### Provided passage
####

Intro to LLM's

The large language models (LLM’s) revolution is currently led by OpenAI, and rightfully so. It was their release of ChatGPT that really gave us a sneak peek at how interactions between humans and computers will be in the future.

Up and until recently, we (humans) gave computers instructions in a way that was easy for computers to understand. This was inefficient and burdensome; something we could express in a sentence translated to a computer-friendly language would take several instructions. Now computers have come to meet us where we are: they understand our messy and nuanced natural language.

The architecture behind these models is relatively simple yet powerful. The transformer (i.e., the name of the neural network) was originally conceived by Google as a way to produce language-to-language translations. This is a very difficult problem to solve because some words have different meanings depending on the context. For example, the word “bank” a place where we deposit our money, or the edge of a river. To solve this problem, researchers made the model “aware” of the context by adding a layer to the network called the “self-attention”. This was the real breakthrough that made computers capable of understanding our language better and producing accurate translations.

Here’s the crazy part: when you ask any question to an LLM, the output it is just one token (a fragment of a word). Then that token is added back to our original question, and sent again to produce the next token. To illustrate this, let’s say we ask ChatGPT “Who was the first president?”.

Prompt: “Who was the first president?” → Output: “The”
“Who was the first president? The” → “ first”
“Who was the first president? The first” → “ president”
“Who was the first president? The first president” → “ was”
“Who was the first president? The first president was” → “ George”
“Who was the first president? The first president was George” → “ Washington”
“Who was the first president? The first president was George Washington” → “<end>”
Response: “The first president was George Washington”

####

### Extracted data
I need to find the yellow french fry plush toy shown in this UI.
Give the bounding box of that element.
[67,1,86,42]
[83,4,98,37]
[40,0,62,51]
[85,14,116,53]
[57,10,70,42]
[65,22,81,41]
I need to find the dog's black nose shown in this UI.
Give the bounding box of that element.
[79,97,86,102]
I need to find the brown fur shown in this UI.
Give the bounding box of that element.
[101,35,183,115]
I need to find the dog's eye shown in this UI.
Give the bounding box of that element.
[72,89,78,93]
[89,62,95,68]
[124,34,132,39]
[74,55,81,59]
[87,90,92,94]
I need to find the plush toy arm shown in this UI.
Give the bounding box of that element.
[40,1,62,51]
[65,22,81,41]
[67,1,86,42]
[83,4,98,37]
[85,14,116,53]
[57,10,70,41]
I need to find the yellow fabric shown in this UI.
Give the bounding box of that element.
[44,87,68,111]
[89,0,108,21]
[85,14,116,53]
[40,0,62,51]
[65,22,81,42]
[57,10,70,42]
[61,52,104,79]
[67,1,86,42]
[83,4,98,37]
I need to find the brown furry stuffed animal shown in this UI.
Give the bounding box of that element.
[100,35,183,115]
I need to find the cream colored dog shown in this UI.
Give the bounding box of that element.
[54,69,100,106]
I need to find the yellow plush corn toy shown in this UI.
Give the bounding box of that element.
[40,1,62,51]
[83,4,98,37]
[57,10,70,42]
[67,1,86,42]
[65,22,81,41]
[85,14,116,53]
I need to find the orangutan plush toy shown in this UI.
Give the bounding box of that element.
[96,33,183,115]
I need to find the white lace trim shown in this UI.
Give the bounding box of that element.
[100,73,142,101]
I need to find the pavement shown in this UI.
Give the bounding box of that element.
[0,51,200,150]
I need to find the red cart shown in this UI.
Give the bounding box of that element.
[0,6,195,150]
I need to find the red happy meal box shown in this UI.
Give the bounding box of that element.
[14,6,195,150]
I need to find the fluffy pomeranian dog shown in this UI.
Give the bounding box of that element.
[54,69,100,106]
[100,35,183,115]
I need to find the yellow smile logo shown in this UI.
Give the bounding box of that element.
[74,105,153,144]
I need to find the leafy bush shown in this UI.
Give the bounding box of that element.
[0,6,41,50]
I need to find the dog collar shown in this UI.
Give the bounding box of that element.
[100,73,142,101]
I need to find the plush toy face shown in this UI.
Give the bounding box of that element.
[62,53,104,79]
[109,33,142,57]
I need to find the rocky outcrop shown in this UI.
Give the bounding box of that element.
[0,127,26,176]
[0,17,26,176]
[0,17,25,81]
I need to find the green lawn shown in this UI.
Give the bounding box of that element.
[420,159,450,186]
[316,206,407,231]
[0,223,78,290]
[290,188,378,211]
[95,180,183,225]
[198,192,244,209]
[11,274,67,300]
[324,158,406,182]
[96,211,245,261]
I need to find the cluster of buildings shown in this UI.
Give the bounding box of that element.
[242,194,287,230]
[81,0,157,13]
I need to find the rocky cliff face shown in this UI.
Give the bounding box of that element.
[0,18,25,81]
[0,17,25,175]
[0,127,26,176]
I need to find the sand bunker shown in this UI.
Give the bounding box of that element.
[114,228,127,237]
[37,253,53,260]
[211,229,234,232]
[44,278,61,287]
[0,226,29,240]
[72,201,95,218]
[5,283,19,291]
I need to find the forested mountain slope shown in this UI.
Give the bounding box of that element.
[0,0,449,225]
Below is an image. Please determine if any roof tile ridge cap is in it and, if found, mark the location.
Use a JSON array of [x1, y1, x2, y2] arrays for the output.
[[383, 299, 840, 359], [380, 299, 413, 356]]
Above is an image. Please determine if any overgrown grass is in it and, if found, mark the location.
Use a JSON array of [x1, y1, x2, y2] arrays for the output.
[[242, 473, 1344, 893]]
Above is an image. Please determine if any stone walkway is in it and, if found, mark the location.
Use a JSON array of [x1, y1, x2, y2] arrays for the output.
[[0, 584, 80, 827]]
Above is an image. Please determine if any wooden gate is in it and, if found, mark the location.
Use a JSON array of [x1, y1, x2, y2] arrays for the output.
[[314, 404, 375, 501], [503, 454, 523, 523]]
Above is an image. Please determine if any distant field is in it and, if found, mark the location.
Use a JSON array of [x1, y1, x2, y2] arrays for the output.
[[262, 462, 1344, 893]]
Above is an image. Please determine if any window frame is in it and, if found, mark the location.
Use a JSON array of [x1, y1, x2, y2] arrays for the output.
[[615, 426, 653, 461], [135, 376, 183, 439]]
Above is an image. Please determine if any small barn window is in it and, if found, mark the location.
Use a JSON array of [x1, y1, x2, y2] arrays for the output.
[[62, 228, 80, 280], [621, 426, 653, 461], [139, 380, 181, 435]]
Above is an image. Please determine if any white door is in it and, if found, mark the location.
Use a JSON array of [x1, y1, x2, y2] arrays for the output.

####

What comes next in the introduction to large language models? Write the continuation, starting after its final line.

### Written response
If you have played with ChatGPT, you may have noticed that the same question doesn’t get the same answer. The is because for every input, there are several possible tokens that can be returned with different probabilities. Let’s say that for our original question the token “The” had a probability of 40%, the token “George” had 20%, and so on. The language model would pick a random token respecting the probabilities of each. That means that if we ask the same question a 100 times, we would expect the first token to be “The” on 40 out of the 100 answers. This process is repeated for every token, and because almost every answer is made of lots tokens, it is almost impossible to have the same answer twice.

These probabilities are calculated during the training phase. The idea is that the model is given fragments of text and asked to predict the next token, which is then compared to the next token in the example that we gave. The closer the output is to the example, the less adjustments made to the network weights (a fancy word for numbers). Most of the current models are trained with a dataset called “The Pile”, which is 800GB of text scrapped from the web. Training is slow and expensive, it is estimated that it took more than a month (of GPU time) to train ChatGPT on top-of-the-line hardware.

Once the training phase is completed, you end up with a model capable of generating an output for any given input. However, most of its output is not super useful, as the model may not follow instructions, say things that are incorrect, ramble, hallucinate, etc. To make the model ready for use it goes through a phase called fine-tuning. It is at this stage that the model is “aligned” to the types of behaviors we expect, which also includes making the model less biased and “safe”.

There you have it, a simple idea that will change the way we interact with computers forever.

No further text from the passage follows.